* [Provided passage]:
— Start —

WHAT WE LEARNED FROM THE DOTCOM BUBBLE AND WHY IT MATTERS TODAY

Blockchain Coinvestors Newsletter

Vol. 4, No. 20, November 2022 

WHAT WE LEARNED FROM THE DOTCOM BUBBLE AND WHY IT MATTERS TODAY

As we approach the end of 2022, we are reminded of another year that we lived through and the investment opportunities it presented in the midst of worldwide turmoil and market chaos. That year was 2001, and while 20 years ago, we believe it is instructive for any investor to go back to review what happened, what we learned and why it matters today. 

 

Of course, we have to state up front that we are not making any investment recommendations and that past performance is no guarantee of future returns. However, it is an important thought experiment so here goes.

— End —

* [Provided material]:
— Start —

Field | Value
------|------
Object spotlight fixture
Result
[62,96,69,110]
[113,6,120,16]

— End —

Copy the newsletter word for word, beginning at the words "Vol. 4, No." and stopping after "so here goes.". Rely on the newsletter alone, not on the rows.

* [Output below]:
Vol. 4, No. 20, November 2022 

WHAT WE LEARNED FROM THE DOTCOM BUBBLE AND WHY IT MATTERS TODAY

As we approach the end of 2022, we are reminded of another year that we lived through and the investment opportunities it presented in the midst of worldwide turmoil and market chaos. That year was 2001, and while 20 years ago, we believe it is instructive for any investor to go back to review what happened, what we learned and why it matters today. 

 

Of course, we have to state up front that we are not making any investment recommendations and that past performance is no guarantee of future returns. However, it is an important thought experiment so here goes.